**Records**

********

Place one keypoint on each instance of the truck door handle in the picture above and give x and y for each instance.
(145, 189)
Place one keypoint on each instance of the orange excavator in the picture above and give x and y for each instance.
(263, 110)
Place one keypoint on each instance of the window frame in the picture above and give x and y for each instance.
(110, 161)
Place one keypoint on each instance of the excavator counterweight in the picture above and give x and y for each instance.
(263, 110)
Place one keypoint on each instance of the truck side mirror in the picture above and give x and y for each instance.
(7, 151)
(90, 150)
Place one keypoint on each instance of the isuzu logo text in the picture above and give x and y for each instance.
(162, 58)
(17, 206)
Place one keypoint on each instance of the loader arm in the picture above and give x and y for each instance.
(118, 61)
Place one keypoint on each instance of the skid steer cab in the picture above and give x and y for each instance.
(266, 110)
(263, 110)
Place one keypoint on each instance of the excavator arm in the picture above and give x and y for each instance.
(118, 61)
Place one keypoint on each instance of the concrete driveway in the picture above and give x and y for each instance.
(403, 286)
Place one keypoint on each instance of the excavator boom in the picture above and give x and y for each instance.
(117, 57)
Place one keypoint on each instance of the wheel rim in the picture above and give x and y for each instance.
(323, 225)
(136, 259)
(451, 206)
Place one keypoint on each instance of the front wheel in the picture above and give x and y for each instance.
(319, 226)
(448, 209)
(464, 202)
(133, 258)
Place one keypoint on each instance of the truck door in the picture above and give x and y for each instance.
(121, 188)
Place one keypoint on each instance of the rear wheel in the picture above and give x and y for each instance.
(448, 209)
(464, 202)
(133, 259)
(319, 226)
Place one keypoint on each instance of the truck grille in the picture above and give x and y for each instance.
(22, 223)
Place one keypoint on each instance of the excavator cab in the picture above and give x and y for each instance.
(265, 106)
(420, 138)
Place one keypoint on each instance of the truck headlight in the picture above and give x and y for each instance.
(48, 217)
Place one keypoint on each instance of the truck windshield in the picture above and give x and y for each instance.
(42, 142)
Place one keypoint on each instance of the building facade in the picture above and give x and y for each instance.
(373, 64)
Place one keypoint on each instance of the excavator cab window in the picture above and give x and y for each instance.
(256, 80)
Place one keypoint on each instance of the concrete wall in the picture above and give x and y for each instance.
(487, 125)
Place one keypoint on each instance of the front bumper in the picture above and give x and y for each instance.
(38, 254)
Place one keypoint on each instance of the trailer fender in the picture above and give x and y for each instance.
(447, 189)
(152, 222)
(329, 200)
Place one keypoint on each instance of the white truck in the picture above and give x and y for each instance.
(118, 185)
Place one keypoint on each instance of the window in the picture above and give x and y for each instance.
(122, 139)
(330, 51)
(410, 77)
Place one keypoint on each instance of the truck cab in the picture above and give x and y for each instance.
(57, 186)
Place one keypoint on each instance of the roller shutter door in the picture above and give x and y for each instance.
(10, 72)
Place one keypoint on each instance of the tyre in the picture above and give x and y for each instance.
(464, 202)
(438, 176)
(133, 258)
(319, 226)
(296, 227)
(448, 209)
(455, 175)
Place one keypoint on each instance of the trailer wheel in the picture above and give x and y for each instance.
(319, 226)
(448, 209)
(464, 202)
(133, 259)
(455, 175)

********

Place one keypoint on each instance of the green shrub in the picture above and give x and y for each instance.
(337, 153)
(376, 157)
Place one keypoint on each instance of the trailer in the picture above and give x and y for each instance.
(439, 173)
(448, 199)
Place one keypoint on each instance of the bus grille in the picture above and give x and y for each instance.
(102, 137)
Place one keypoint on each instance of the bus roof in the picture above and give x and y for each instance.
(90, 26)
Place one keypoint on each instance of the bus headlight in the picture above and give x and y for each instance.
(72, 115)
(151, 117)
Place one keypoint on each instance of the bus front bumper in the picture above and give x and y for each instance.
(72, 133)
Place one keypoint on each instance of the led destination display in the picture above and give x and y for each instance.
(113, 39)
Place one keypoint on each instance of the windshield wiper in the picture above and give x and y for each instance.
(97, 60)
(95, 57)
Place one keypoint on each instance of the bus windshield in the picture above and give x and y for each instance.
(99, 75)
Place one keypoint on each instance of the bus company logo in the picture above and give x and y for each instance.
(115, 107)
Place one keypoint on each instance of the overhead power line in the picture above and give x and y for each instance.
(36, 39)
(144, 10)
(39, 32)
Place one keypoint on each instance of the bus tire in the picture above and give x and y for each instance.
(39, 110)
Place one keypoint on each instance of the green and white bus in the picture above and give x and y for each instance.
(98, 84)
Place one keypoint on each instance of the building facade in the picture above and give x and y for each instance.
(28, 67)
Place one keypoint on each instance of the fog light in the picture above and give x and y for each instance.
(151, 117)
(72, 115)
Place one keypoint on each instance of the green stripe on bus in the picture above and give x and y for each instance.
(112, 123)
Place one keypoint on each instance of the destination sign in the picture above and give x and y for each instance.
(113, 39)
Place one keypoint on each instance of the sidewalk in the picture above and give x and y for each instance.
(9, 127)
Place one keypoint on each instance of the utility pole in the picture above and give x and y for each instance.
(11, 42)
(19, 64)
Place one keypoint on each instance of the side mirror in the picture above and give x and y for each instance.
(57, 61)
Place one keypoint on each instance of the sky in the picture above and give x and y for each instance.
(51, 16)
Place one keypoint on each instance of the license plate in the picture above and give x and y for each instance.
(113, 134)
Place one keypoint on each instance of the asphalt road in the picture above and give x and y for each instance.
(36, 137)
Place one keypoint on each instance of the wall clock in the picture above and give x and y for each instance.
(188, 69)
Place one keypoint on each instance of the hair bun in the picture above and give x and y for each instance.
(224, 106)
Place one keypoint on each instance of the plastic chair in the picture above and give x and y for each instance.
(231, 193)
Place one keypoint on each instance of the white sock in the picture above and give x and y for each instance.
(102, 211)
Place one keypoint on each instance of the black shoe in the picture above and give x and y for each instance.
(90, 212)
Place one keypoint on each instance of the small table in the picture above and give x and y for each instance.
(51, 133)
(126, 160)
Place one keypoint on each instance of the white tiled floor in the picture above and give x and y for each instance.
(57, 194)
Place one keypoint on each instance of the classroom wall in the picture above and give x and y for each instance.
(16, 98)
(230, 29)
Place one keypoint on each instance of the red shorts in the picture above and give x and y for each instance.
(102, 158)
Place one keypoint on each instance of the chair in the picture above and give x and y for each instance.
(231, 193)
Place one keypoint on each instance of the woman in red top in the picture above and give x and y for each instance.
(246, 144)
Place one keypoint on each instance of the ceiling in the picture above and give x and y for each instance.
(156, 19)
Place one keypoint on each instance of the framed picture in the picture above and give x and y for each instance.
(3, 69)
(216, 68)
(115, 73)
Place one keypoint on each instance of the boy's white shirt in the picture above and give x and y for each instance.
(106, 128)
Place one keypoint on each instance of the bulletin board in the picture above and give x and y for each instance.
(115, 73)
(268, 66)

********

List every line from the items above that contains the word "bumper", copying each one in full.

**Solution to this problem**
Place one keypoint on each instance of the front bumper in the picture above and give x and y for each instance.
Place one keypoint on each instance of the bus front bumper in the picture above and give x and y for each instance.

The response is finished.